## Assignment
Below are records to repeat exactly; copy them without the pictures.

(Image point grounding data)
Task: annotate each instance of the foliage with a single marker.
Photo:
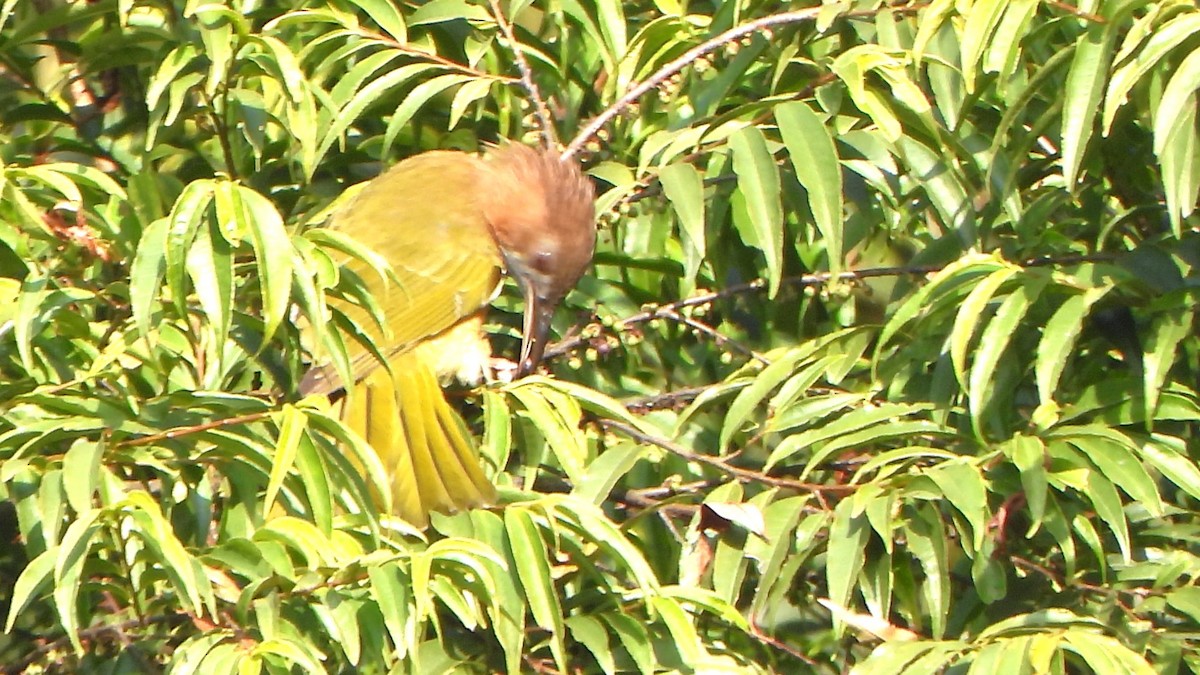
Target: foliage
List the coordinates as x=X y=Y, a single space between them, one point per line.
x=886 y=362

## Task response
Task: annotate each instance of the foliage with a single marker.
Photo:
Target: foliage
List the coordinates as x=X y=Y, a single space between them, one point per line.
x=886 y=362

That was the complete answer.